The CRISPRhistory project focused on operationalizing transcriptional recording bacteria as non-invasive living microbial diagnostics of the gastrointestinal tract. The project had three main aims, including improving the efficiency of transcriptional recording (WP1), combining transcriptional recording with biosensing gene circuits (WP2), and demonstrating that transcriptional recording sentinel cells facilitate interrogation of the mammalian gut environment and can be applied as a living diagnostic (WP3). We succsesfully completed each of these work packages.
For WP1, using a newly developed selection assay, we completed an E. coli host factor screen enabling us to identify E. coli proteins that are involved with transcriptional recording. The logic here is that transcriptional recording requires known and unknown host factors, which we can leverage to improve the efficiency of our technology. The hits that emerged from the screen helped us reveal fundamental insights into the mechanism of CRISPR spacer acquisition from RNA and prioritize methods to increase the efficiency of sentinel cell recording technology. Specifically, we engineered second generation sentinel cells to express E. coli host factors as open reading frames, which resulted in sentinel cells with enhanced recording efficiency both in vitro in batch culture and in vivo in the mouse intestine. To diseminate this work, we are in the process of preparing a manuscript for submission to a scientific journal. Also for WP1, we leveraged the same selection assay to perform a large-scale RT-Cas1 and Cas2 deep mutational scanning (DMS) experiment with the goal of both understanding critical biochemical bottlenecks in CRISPR spacer acquisition from RNA and identifying genetic variants that increase the efficiency of the sentinel cell technology. We expect to conclude these efforts this year and submit a manuscript describing the work for publication in a peer reviewed journal.

**EXERCISES TO COMPLETE:**
1) Revise the CRISPRhistory project summary by giving everything from "The CRISPRhistory project" down to "these work packages." with "gastrointestinal tract" changed to "gut".
2) According to the CRISPRhistory project summary, where in vivo did the second generation sentinel cells show enhanced recording efficiency?
3) List each work package named in the CRISPRhistory project summary together with its aim as stated there.
The items that come after the CRISPRhistory project summary are separate material, unrelated to it.

**DATA RECORDS:**
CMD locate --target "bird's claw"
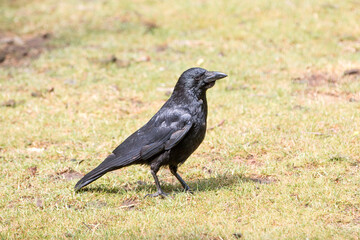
[185,188,194,194]
[144,192,168,198]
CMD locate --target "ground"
[0,0,360,239]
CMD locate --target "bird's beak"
[204,71,227,83]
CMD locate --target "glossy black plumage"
[75,68,227,196]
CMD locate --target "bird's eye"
[195,72,206,80]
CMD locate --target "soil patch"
[0,33,51,67]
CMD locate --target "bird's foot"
[185,188,194,194]
[144,191,168,198]
[185,188,194,194]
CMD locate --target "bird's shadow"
[79,174,273,194]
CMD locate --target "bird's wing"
[112,109,192,164]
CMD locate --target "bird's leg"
[169,166,193,193]
[145,168,167,198]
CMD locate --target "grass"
[0,0,360,239]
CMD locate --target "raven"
[75,68,227,197]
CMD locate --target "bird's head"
[175,68,227,94]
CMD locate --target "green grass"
[0,0,360,239]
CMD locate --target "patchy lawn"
[0,0,360,239]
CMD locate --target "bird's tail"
[75,154,120,191]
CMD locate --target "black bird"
[75,68,227,197]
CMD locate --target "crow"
[75,68,227,197]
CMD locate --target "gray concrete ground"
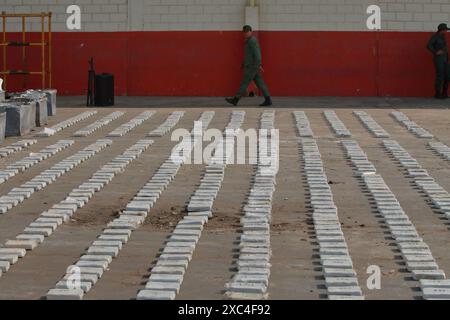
[0,97,450,299]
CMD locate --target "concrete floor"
[0,97,450,300]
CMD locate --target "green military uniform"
[427,32,450,96]
[236,36,270,99]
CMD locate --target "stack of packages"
[0,90,56,137]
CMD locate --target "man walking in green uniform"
[225,25,272,107]
[427,23,450,99]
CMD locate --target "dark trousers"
[236,67,270,98]
[434,56,450,95]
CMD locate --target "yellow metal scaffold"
[0,12,52,91]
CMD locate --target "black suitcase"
[95,73,114,107]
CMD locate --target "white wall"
[0,0,450,31]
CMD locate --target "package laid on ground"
[44,89,58,117]
[11,90,48,127]
[0,110,6,143]
[0,100,36,137]
[0,78,5,103]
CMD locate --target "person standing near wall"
[225,25,272,107]
[427,23,450,99]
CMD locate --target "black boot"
[225,97,239,106]
[259,97,273,107]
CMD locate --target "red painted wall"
[0,31,440,96]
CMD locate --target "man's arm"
[251,39,262,67]
[427,36,437,54]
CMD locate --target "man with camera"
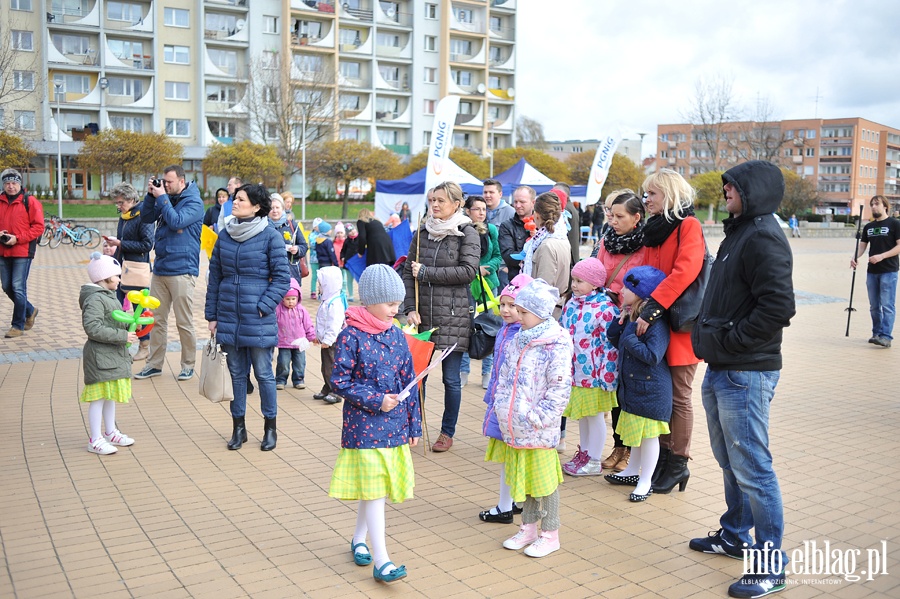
[134,164,204,381]
[0,168,44,338]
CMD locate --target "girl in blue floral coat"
[328,264,422,582]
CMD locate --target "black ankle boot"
[653,453,691,495]
[228,416,247,449]
[650,449,672,485]
[259,418,278,451]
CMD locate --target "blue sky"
[516,0,900,155]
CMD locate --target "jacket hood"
[78,283,113,309]
[316,266,344,300]
[722,160,784,218]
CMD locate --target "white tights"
[88,399,116,443]
[618,437,659,495]
[578,412,606,460]
[353,497,394,574]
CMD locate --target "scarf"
[347,306,394,335]
[644,206,694,247]
[225,216,269,243]
[515,318,553,352]
[600,220,644,256]
[425,210,472,241]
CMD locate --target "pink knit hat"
[572,258,606,288]
[500,275,534,301]
[88,252,122,283]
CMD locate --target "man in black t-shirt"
[850,195,900,347]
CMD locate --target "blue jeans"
[702,370,787,563]
[422,351,463,437]
[866,271,897,339]
[0,258,34,330]
[459,352,494,376]
[275,347,306,385]
[222,343,278,418]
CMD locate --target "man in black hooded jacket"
[689,160,795,597]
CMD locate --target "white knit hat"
[88,252,122,283]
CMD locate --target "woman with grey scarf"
[206,185,290,451]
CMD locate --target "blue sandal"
[350,539,372,566]
[372,562,406,582]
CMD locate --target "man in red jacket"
[0,168,44,337]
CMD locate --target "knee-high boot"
[228,416,247,449]
[259,418,278,451]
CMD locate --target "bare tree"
[516,115,547,150]
[683,76,741,172]
[0,17,41,130]
[244,52,336,188]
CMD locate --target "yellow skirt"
[563,387,619,420]
[484,437,510,464]
[505,445,563,502]
[616,410,669,447]
[328,443,416,503]
[81,379,131,403]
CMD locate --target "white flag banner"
[584,127,622,206]
[425,96,459,192]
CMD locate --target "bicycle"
[44,222,103,249]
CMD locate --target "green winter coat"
[78,283,131,385]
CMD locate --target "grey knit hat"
[516,279,559,320]
[359,264,406,306]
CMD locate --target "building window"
[166,119,191,137]
[163,46,191,64]
[163,7,191,27]
[13,110,35,131]
[13,71,34,92]
[206,83,237,108]
[109,116,144,133]
[12,29,34,51]
[209,121,237,137]
[166,81,191,100]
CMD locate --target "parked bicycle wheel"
[77,228,102,249]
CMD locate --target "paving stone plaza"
[0,238,900,599]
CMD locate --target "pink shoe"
[503,522,539,551]
[525,530,559,557]
[563,445,591,476]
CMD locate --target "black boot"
[650,449,672,485]
[228,416,247,449]
[653,453,691,495]
[259,418,278,451]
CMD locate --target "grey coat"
[402,224,481,351]
[78,283,131,385]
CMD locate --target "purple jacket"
[482,322,522,441]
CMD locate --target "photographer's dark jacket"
[691,160,796,370]
[141,181,203,277]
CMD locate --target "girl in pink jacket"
[275,279,316,390]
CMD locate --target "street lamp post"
[53,83,62,218]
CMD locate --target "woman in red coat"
[637,168,705,493]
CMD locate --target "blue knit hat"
[359,264,406,306]
[625,266,666,299]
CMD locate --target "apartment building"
[0,0,517,197]
[656,117,900,214]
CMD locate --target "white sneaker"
[103,428,134,447]
[88,437,119,455]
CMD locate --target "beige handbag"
[200,336,234,402]
[122,260,150,289]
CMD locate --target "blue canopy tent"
[494,158,587,200]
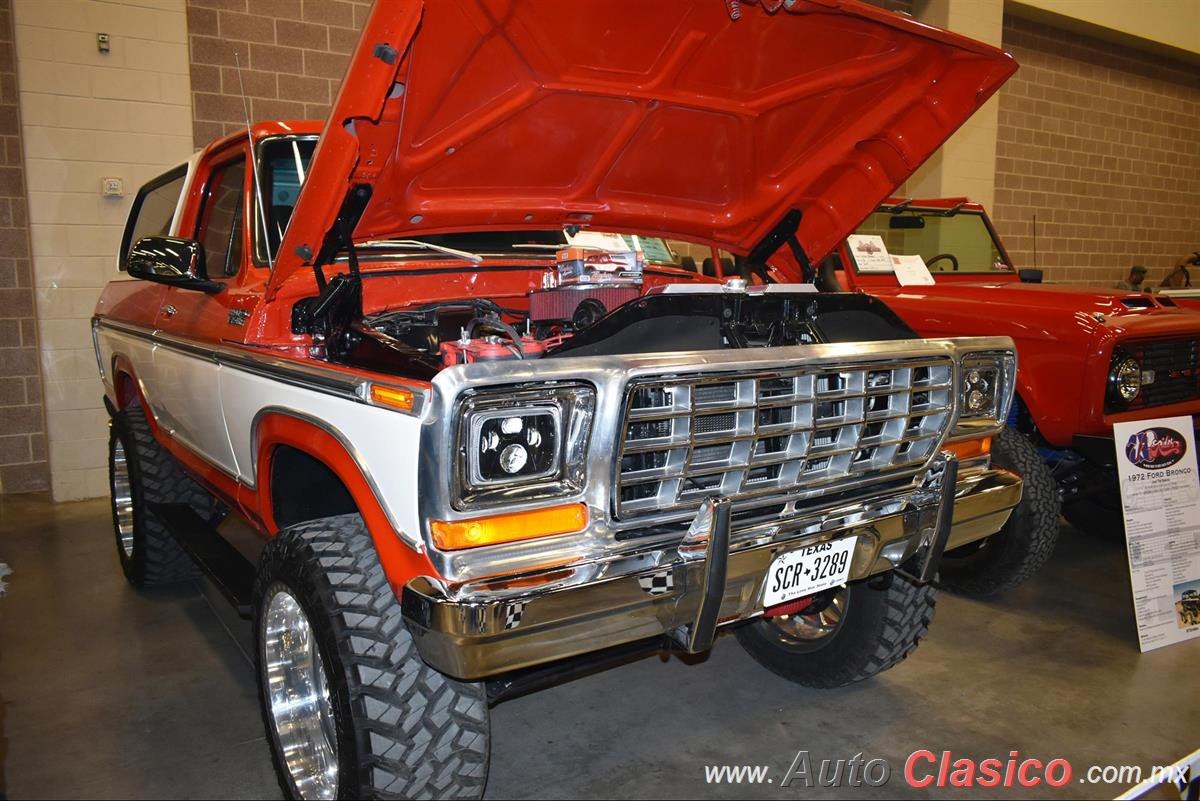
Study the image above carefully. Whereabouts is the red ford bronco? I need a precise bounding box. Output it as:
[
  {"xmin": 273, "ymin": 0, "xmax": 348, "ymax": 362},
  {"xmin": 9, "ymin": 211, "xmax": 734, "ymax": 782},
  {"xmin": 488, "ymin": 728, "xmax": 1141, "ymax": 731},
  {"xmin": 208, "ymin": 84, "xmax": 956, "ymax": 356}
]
[
  {"xmin": 817, "ymin": 198, "xmax": 1200, "ymax": 556},
  {"xmin": 94, "ymin": 0, "xmax": 1021, "ymax": 797}
]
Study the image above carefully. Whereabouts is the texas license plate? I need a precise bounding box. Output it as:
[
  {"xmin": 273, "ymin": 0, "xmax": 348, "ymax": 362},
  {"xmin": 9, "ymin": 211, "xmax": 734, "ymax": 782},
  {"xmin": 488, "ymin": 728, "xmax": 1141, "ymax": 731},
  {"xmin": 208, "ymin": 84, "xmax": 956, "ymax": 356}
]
[{"xmin": 762, "ymin": 537, "xmax": 858, "ymax": 609}]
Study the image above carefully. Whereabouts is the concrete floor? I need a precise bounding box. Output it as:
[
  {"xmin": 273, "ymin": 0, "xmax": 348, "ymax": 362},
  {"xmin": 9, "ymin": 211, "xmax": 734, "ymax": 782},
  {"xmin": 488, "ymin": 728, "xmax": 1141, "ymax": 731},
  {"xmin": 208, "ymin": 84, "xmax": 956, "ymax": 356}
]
[{"xmin": 0, "ymin": 498, "xmax": 1200, "ymax": 799}]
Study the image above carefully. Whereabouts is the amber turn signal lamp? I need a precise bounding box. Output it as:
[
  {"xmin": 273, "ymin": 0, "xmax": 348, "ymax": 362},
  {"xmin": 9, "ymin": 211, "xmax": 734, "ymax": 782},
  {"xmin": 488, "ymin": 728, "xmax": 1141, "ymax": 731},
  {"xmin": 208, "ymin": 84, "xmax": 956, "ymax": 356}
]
[
  {"xmin": 431, "ymin": 504, "xmax": 588, "ymax": 550},
  {"xmin": 371, "ymin": 384, "xmax": 416, "ymax": 411},
  {"xmin": 942, "ymin": 436, "xmax": 991, "ymax": 460}
]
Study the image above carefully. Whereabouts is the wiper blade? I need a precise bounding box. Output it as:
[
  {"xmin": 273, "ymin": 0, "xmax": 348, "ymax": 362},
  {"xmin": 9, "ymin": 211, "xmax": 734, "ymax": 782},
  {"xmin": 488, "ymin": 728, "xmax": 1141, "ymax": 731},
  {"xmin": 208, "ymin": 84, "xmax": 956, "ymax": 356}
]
[{"xmin": 356, "ymin": 239, "xmax": 484, "ymax": 264}]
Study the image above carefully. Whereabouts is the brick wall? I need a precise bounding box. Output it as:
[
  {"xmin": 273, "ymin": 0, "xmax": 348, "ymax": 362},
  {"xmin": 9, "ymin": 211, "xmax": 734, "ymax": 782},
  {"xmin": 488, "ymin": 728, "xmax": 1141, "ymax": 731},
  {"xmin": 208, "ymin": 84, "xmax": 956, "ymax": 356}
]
[
  {"xmin": 992, "ymin": 16, "xmax": 1200, "ymax": 285},
  {"xmin": 0, "ymin": 0, "xmax": 50, "ymax": 493},
  {"xmin": 13, "ymin": 0, "xmax": 192, "ymax": 500},
  {"xmin": 187, "ymin": 0, "xmax": 371, "ymax": 147}
]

**RESULTS OF THE EXERCISE:**
1)
The CRISPRhistory project focused on operationalizing transcriptional recording bacteria as non-invasive living microbial diagnostics of the gut. The project had three main aims, including improving the efficiency of transcriptional recording (WP1), combining transcriptional recording with biosensing gene circuits (WP2), and demonstrating that transcriptional recording sentinel cells facilitate interrogation of the mammalian gut environment and can be applied as a living diagnostic (WP3). We succsesfully completed each of these work packages.

2) In the mouse intestine.

3)
WP1: improving the efficiency of transcriptional recording
WP2: combining transcriptional recording with biosensing gene circuits
WP3: demonstrating that transcriptional recording sentinel cells facilitate interrogation of the mammalian gut environment and can be applied as a living diagnostic